#### [THE RECORDS]
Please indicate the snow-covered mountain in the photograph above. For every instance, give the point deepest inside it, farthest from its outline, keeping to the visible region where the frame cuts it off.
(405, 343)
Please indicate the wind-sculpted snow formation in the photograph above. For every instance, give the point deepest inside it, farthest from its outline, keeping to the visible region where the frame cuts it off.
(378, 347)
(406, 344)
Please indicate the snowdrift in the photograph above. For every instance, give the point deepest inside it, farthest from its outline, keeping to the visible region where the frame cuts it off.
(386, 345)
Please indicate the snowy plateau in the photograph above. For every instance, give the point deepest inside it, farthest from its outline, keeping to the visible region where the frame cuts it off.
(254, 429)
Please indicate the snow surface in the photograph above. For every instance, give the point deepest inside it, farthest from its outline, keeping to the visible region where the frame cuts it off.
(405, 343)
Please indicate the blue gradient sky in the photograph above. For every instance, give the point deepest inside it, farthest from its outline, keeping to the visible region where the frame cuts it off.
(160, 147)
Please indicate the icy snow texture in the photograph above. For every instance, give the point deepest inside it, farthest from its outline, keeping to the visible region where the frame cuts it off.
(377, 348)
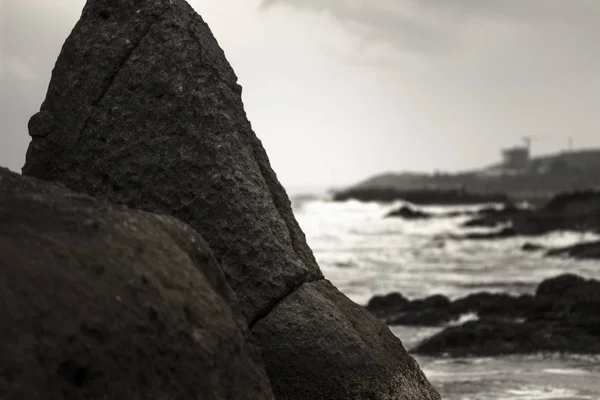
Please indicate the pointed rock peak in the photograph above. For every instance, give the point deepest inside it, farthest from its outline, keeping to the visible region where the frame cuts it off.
(146, 111)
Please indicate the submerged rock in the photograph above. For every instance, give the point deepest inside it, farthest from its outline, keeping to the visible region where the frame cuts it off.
(147, 112)
(563, 316)
(104, 302)
(351, 348)
(578, 211)
(583, 251)
(408, 213)
(528, 246)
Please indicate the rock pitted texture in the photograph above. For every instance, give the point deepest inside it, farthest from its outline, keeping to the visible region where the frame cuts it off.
(145, 110)
(317, 331)
(101, 302)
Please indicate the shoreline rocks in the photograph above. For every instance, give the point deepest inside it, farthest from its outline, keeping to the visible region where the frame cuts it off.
(418, 196)
(146, 112)
(562, 316)
(100, 301)
(576, 211)
(580, 251)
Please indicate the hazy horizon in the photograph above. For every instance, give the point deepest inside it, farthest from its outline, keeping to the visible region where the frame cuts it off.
(341, 90)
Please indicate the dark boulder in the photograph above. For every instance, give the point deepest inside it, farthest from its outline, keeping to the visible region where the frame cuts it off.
(333, 337)
(503, 233)
(563, 316)
(559, 286)
(582, 251)
(382, 304)
(492, 337)
(103, 302)
(579, 211)
(409, 213)
(148, 113)
(528, 246)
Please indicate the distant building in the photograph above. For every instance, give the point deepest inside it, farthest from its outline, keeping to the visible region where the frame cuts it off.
(515, 158)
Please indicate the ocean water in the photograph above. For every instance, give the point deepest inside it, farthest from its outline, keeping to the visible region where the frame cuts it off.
(365, 254)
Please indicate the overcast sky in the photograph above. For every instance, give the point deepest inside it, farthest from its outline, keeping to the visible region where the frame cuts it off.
(341, 89)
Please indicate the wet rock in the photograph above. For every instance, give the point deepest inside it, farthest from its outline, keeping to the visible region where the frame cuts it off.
(579, 211)
(492, 337)
(332, 337)
(417, 196)
(379, 305)
(583, 251)
(563, 316)
(409, 213)
(503, 233)
(104, 301)
(528, 246)
(151, 116)
(395, 309)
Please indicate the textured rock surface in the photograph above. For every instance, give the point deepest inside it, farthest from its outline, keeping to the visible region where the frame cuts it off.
(147, 112)
(316, 332)
(98, 302)
(161, 126)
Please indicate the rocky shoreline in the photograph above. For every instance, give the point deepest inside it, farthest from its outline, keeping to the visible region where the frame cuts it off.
(562, 316)
(149, 251)
(575, 211)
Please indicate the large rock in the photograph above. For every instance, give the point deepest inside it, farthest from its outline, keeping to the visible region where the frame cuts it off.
(143, 109)
(361, 357)
(101, 302)
(563, 316)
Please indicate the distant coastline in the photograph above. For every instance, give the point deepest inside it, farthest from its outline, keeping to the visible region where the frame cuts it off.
(535, 180)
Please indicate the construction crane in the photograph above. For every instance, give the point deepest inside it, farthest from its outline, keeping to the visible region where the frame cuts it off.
(528, 139)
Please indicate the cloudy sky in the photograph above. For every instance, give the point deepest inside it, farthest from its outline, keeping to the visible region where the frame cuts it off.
(341, 89)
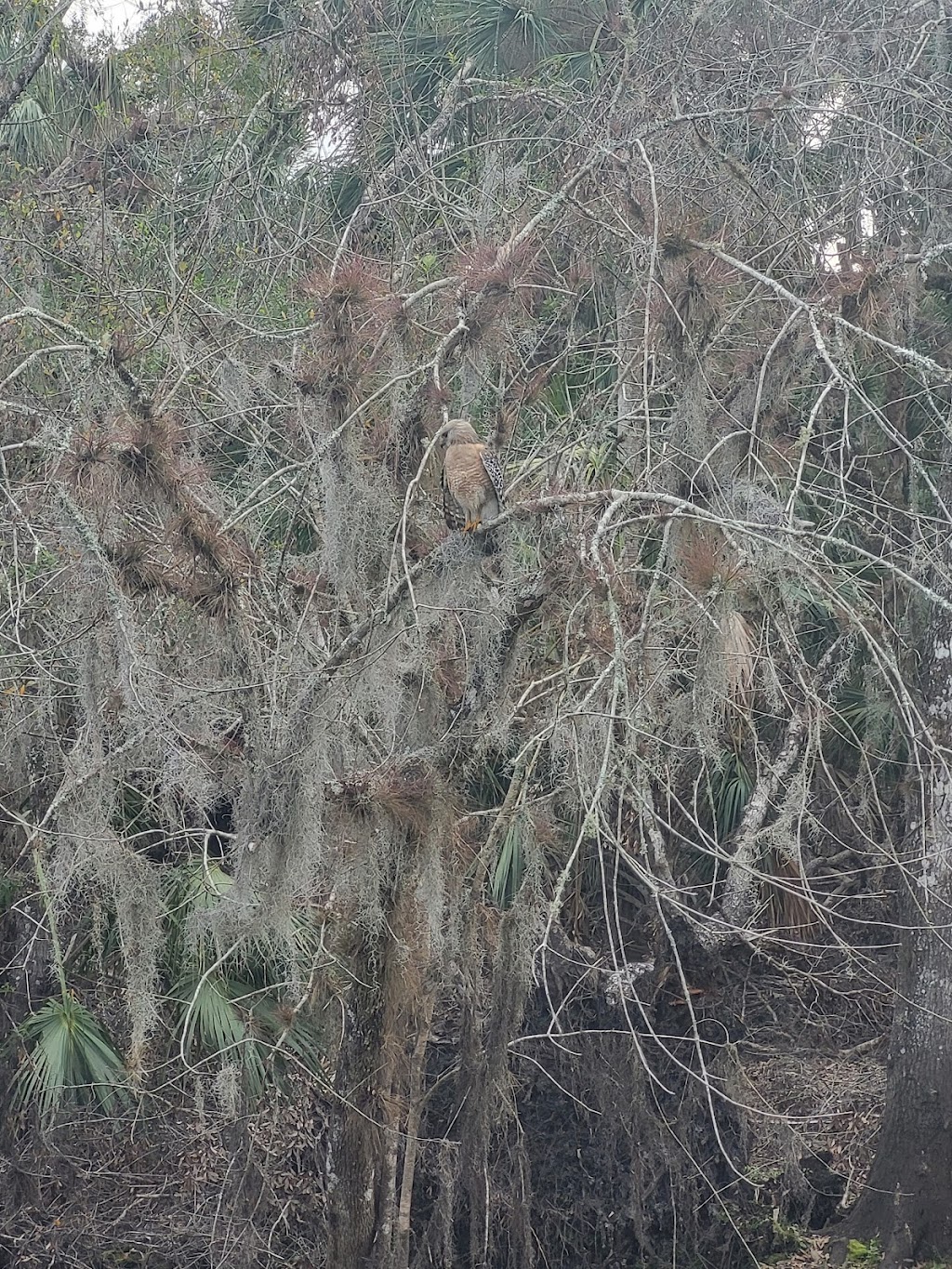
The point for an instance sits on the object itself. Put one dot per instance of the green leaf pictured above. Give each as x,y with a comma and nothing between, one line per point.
69,1057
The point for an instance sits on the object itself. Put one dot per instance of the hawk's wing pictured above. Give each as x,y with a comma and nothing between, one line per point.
494,469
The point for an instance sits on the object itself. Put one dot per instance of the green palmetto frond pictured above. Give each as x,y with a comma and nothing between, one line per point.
69,1059
510,866
503,35
229,1007
732,787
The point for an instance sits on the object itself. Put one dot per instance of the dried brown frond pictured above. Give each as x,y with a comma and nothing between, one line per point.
138,571
792,913
740,661
702,559
355,282
148,451
214,595
492,270
353,793
687,313
406,792
205,535
89,448
122,347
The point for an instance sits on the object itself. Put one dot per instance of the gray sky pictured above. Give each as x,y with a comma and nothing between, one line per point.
111,16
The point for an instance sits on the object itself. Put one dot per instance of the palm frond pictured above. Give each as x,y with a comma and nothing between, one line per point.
69,1057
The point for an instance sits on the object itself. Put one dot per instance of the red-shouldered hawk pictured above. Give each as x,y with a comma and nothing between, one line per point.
472,479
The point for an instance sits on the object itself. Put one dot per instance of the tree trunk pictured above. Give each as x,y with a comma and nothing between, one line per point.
907,1202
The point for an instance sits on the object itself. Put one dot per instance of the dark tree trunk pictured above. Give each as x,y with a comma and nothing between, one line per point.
907,1202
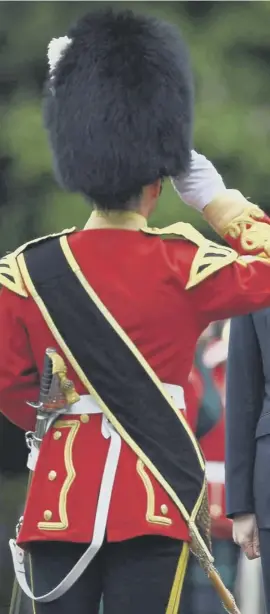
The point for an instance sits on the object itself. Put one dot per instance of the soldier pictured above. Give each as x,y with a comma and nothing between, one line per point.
118,488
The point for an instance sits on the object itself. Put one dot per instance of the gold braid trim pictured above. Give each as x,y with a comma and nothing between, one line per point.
199,549
253,234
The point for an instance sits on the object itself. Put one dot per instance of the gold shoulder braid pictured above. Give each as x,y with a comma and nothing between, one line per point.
210,256
10,275
254,235
209,259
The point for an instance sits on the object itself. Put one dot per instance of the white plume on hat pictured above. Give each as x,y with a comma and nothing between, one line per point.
56,50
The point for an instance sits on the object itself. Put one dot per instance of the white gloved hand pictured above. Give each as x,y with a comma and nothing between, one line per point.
202,183
246,535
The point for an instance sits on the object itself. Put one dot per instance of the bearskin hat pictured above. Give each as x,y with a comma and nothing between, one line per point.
118,106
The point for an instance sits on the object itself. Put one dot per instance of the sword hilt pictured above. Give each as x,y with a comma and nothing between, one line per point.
47,376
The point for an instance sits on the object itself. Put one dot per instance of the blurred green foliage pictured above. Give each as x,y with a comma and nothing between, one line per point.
230,49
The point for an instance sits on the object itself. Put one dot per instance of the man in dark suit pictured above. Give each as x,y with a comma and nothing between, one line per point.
248,437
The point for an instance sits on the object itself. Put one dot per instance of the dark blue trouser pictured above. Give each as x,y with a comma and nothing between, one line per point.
199,596
134,577
265,560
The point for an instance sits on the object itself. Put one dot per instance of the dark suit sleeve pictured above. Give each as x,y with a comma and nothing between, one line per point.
245,389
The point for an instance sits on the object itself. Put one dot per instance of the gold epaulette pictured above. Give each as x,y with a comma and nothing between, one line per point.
210,257
10,275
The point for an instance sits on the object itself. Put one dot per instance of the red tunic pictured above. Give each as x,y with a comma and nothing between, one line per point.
142,280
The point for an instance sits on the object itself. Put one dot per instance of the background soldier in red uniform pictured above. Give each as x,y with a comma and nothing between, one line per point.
119,116
206,414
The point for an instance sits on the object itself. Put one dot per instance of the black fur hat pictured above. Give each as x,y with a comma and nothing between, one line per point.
119,106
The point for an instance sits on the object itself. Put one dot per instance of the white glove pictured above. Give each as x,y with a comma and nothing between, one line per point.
201,185
246,535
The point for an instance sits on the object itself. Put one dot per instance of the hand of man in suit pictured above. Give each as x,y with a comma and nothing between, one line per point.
245,534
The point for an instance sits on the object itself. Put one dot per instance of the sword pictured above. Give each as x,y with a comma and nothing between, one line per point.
56,395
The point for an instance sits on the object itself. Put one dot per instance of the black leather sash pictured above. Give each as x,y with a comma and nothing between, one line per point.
113,370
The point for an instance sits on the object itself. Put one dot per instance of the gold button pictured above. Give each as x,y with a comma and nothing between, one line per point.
84,418
57,435
47,515
215,511
52,475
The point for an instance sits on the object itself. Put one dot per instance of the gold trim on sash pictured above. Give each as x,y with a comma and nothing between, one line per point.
189,518
175,596
150,493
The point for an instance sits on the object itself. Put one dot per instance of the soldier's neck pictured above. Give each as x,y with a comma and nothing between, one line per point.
126,220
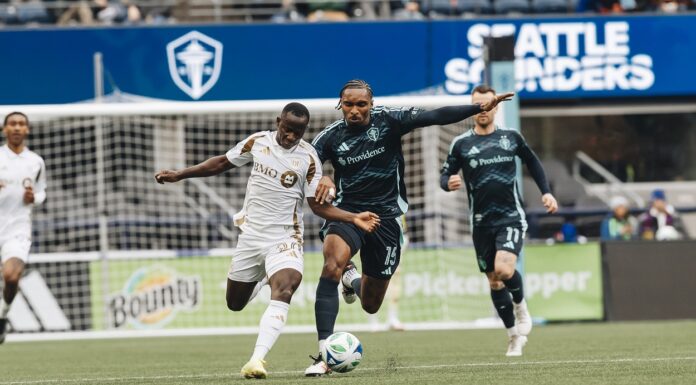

#### [EXERCISE OBJECTIVE]
Restate word for word each line from the one containing "the black leather" through the end of the material, pictures excluded.

#### [RESULT OF THIS TASK]
The point for an instance sits on the object itself. Put one dot per instance of the black leather sash pictured above. Give each as x,y with a comma and nothing between, one line per point.
113,370
The point for an instance sits on the object itself. Put one dot per instance of the gold button pictured above. Give each as x,y with a comma and nothing between, one line per point.
84,418
57,435
47,515
215,511
52,475
The point for an instance sits on the object itself. Put one dot per instance of the gold trim on sash pictured above. Give each as x,y with a comma and nothing between, one line per point.
189,518
175,596
150,493
The point for an instance sits on the object itself. Put one dot per instance of the soldier's neck pictured above. Give each as x,y with a comma and nothing between, one line per point.
126,220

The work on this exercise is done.